SHORT PROBLEM A:
From the sched_ext commit log, list every scheduler or file whose usage string is corrected in the commit titled "sched_ext: Fix incomplete help text usage strings".
SHORT PROBLEM B:
Carry on the sched_ext commit log, picking up right after its last line.

Commit Graph

13 Commits

Author SHA1 Message Date
Zhao Mengmeng
d6edb15ad9 scx_central: Defer timer start to central dispatch to fix init error
scx_central currently assumes that ops.init() runs on the selected
central CPU and aborts otherwise. This is no longer true, as ops.init()
is invoked from the scx_enable_helper thread, which can run on any
CPU.

As a result, sched_setaffinity() from userspace doesn't work, causing
scx_central to fail when loading with:

[ 1985.319942] sched_ext: central: scx_central.bpf.c:314: init from non-central CPU
[ 1985.320317]    scx_exit+0xa3/0xd0
[ 1985.320535]    scx_bpf_error_bstr+0xbd/0x220
[ 1985.320840]    bpf_prog_3a445a8163fa8149_central_init+0x103/0x1ba
[ 1985.321073]    bpf__sched_ext_ops_init+0x40/0xa8
[ 1985.321286]    scx_root_enable_workfn+0x507/0x1650
[ 1985.321461]    kthread_worker_fn+0x260/0x940
[ 1985.321745]    kthread+0x303/0x3e0
[ 1985.321901]    ret_from_fork+0x589/0x7d0
[ 1985.322065]    ret_from_fork_asm+0x1a/0x30

DEBUG DUMP
===================================================================

central: root
scx_enable_help[134] triggered exit kind 1025:
  scx_bpf_error (scx_central.bpf.c:314: init from non-central CPU)

Fix this by:
- Defer bpf_timer_start() to the first dispatch on the central CPU.
- Initialize the BPF timer in central_init() and kick the central CPU
to guarantee entering the dispatch path on the central CPU immediately.
- Remove the unnecessary sched_setaffinity() call in userspace.

Suggested-by: Tejun Heo <tj@kernel.org>
Signed-off-by: Zhao Mengmeng <zhaomengmeng@kylinos.cn>
Signed-off-by: Tejun Heo <tj@kernel.org>
2026-03-27 07:33:00 -10:00
Cheng-Yang Chou
bd377af097 sched_ext: Fix incomplete help text usage strings
Several demo schedulers and the selftest runner had usage strings
that omitted options which are actually supported:

- scx_central: add missing [-v]
- scx_pair: add missing [-v]
- scx_qmap: add missing [-S] and [-H]
- scx_userland: add missing [-v]
- scx_sdt: remove [-f] which no longer exists
- runner.c: add missing [-s], [-l], [-q]; drop [-h] which none of the
  other sched_ext tools list in their usage lines

Suggested-by: Tejun Heo <tj@kernel.org>
Signed-off-by: Cheng-Yang Chou <yphbchou0911@gmail.com>
Signed-off-by: Tejun Heo <tj@kernel.org>
2026-03-11 11:02:57 -10:00
Cheng-Yang Chou
0c36a6f6f0 tools/sched_ext: scx_central: Remove unused '-p' option
The '-p' option is defined in getopt() but not handled in the switch
statement or documented in the help text. Providing '-p' currently
triggers the default error path.

Remove it to sync the optstring with the actual implementation.

DATASET SECTION:
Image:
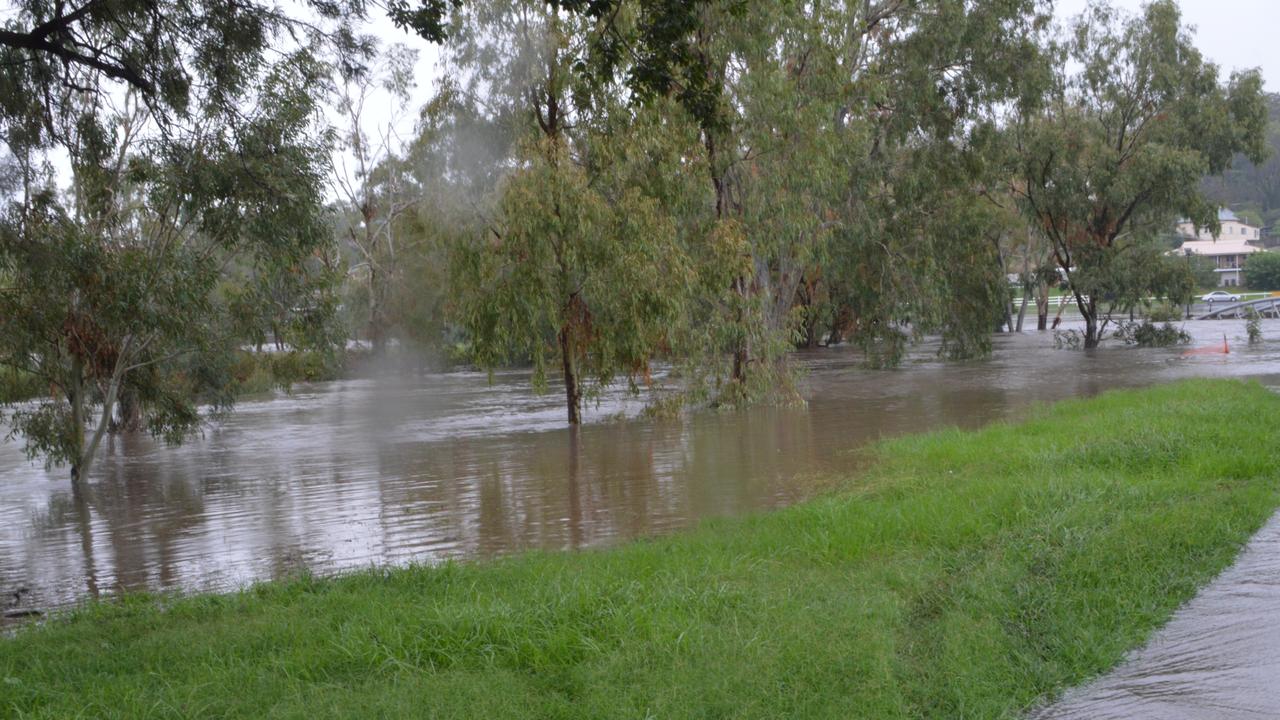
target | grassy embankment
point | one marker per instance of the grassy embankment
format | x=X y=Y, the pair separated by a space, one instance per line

FINAL RESULT A:
scx_central, scx_pair, scx_qmap, scx_userland, scx_sdt, runner.c

FINAL RESULT B:
Signed-off-by: Cheng-Yang Chou <yphbchou0911@gmail.com>
Signed-off-by: Tejun Heo <tj@kernel.org>
2026-02-23 07:45:30 -10:00
David Carlier
640c9dc72f tools/sched_ext: fix getopt not re-parsed on restart
After goto restart, optind retains its advanced position from the
previous getopt loop, causing getopt() to immediately return -1.
This silently drops all command-line options on the restarted skeleton.

Reset optind to 1 at the restart label so options are re-parsed.

Affected schedulers: scx_simple, scx_central, scx_flatcg, scx_pair,
scx_sdt, scx_cpu0.

Signed-off-by: David Carlier <devnexen@gmail.com>
Signed-off-by: Tejun Heo <tj@kernel.org>
2026-02-20 17:17:38 -10:00
David Carlier
55a24d9203 tools/sched_ext: scx_central: fix CPU_SET and skeleton leak on early exit
Use CPU_SET_S() instead of CPU_SET() on the dynamically allocated
cpuset to avoid a potential out-of-bounds write when nr_cpu_ids
exceeds CPU_SETSIZE.

Also destroy the skeleton before returning on invalid central CPU ID
to prevent a resource leak.

Signed-off-by: David Carlier <devnexen@gmail.com>
Signed-off-by: Tejun Heo <tj@kernel.org>
2026-02-18 07:03:50 -10:00
David Carlier
988369d236 tools/sched_ext: scx_central: fix sched_setaffinity() call with the set size
The cpu set is dynamically allocated for nr_cpu_ids using CPU_ALLOC(),
so the size passed to sched_setaffinity() should be CPU_ALLOC_SIZE()
rather than sizeof(cpu_set_t). Valgrind flagged this as accessing
unaddressable bytes past the allocation.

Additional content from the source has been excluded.